Data lines

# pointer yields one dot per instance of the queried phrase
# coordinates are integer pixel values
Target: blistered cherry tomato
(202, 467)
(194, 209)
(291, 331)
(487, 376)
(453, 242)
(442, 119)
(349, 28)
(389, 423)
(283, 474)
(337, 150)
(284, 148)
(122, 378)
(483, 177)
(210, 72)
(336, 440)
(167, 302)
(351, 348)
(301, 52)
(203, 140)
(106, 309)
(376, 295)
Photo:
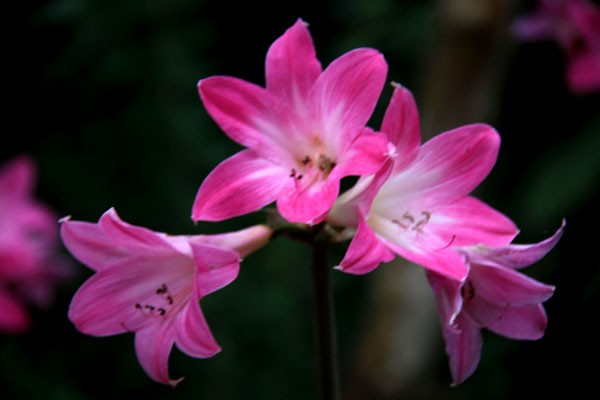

▸ Exercise brief
Edit the entries above so that "blistered" becomes "charred" and nothing else changes. Omit the picture from your output.

▸ Task solution
# pointer yields one dot per instance of the queried phrase
# coordinates are integer pixel values
Target: charred cherry tomato
(202, 467)
(194, 209)
(291, 331)
(487, 376)
(453, 242)
(442, 119)
(349, 28)
(389, 423)
(283, 474)
(337, 150)
(284, 148)
(122, 378)
(483, 177)
(210, 72)
(336, 440)
(167, 302)
(351, 348)
(301, 52)
(203, 140)
(106, 309)
(376, 295)
Photo:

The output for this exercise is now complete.